**Excerpt provided**
In 2015 a story ran in the UK press which revealed that it was Heather Mills who taught her daughter music, not her ex-husband, Sir Paul McCartney, because he cannot read music notation. McCartney and John Lennon left the job of notating their music for the Beatles to producer George Martin.
The news was received with frisson in some quarters, suggesting that a central goal of traditional music education, the ability to read music, was, self-evidently, unnecessary for a career, let alone a qualification, in music.
Given the ongoing threat to the funding of such music education in schools it certainly gives us pause for thought.
Should we teach music notation? Should the ability to read music be a prerequisite to take a music degree or, indeed, teach music?
This is much more than simply an academic question. After all, a specialist music teacher represents a significant investment by the state.
Musical literacy is indeed no longer a prerequisite skill in many of the degree courses in music emerging at major Western universities. This is particularly true of courses that focus on popular musical genres and music production.
This shift reflects not so much the example of McCartney and others. Rather, technological advances in music production have all but obliterated the need for popular music to be transcribed into musical notation for it to be exchanged between producers, performers, and listeners.
Recall that it was not so long ago when the latest commercial musical hits could be bought as sheet music to be played at home on the piano or guitar. Sheet music may still be available today, but in the digital era, neither the creation nor the consumption of music demands mediation through a written score.
At the tertiary level, I suspect this emerging lack of confidence in music notation can also be traced to a broader, utopian urge to rid the world of old-fashioned hegemonic norms and institutional values.

**Instruction**
Restate word for word the passage of the music notation text starting with "In 2015 a story" and going on through "indeed, teach music?". The entries that come next are separate material and have nothing to do with the text above.

**Data section**
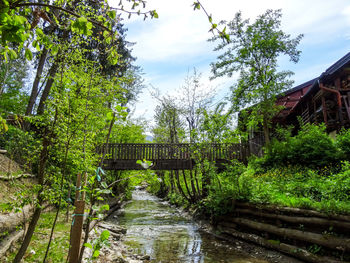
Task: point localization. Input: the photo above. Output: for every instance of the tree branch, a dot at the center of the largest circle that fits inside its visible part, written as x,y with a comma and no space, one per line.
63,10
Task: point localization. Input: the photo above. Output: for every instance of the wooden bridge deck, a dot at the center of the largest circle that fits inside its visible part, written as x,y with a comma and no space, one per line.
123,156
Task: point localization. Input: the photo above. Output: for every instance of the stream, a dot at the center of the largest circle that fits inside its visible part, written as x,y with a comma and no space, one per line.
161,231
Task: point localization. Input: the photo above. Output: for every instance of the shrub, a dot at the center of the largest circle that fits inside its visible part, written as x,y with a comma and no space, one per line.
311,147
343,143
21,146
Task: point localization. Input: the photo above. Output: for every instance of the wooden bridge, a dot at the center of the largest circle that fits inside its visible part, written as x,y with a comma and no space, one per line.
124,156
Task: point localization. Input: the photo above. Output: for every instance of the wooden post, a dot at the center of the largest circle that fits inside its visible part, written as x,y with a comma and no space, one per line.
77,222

* * *

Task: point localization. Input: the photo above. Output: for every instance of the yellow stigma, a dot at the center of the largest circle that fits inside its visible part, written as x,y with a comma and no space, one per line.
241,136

**Exercise output**
In 2015 a story ran in the UK press which revealed that it was Heather Mills who taught her daughter music, not her ex-husband, Sir Paul McCartney, because he cannot read music notation. McCartney and John Lennon left the job of notating their music for the Beatles to producer George Martin.
The news was received with frisson in some quarters, suggesting that a central goal of traditional music education, the ability to read music, was, self-evidently, unnecessary for a career, let alone a qualification, in music.
Given the ongoing threat to the funding of such music education in schools it certainly gives us pause for thought.
Should we teach music notation? Should the ability to read music be a prerequisite to take a music degree or, indeed, teach music?